##### Texte source #####
MIEUX INTÉGRER LE TRAVAIL RÉEL ET LA SÉCURITÉ

Enquête | publié le : 02.10.2012 | V. L.

L’équipementier automobile s’est approprié la méthode lean et a développé en parallèle des programmes pour prévenir les risques concernant la santé et préserver un vrai dialogue sur le travail avec ses opérateurs.

Ironie du sort, le site du groupe ACS à Bressuire (Deux-Sèvres) était destiné à disparaître il y a quelques années, mais c’est la maison mère Wagon Group qui a déposé son bilan en décembre 2008. L’entreprise spécialisée dans les produits de vitrage, les systèmes d’occultation et de maintien de charges pour les automobiles, grâce sa situation bénéficiaire, à ses innovations, à la spécificité de ses produits et au soutien de donneurs d’ordre comme PSA, a survécu à la crise de 2008. Elle fait partie, depuis 2009, de la joint venture RS Automotive et est implantée à l’international, en Espagne, en Chine, en Roumanie et au Mexique.
#####
Énoncé – Dressez la liste des pays étrangers où l'entreprise est implantée, d'après le texte source.
##### Matériel fourni #####
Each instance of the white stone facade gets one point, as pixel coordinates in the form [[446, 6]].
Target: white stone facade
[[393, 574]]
#####
Exercice corrigé – Espagne, Chine, Roumanie, Mexique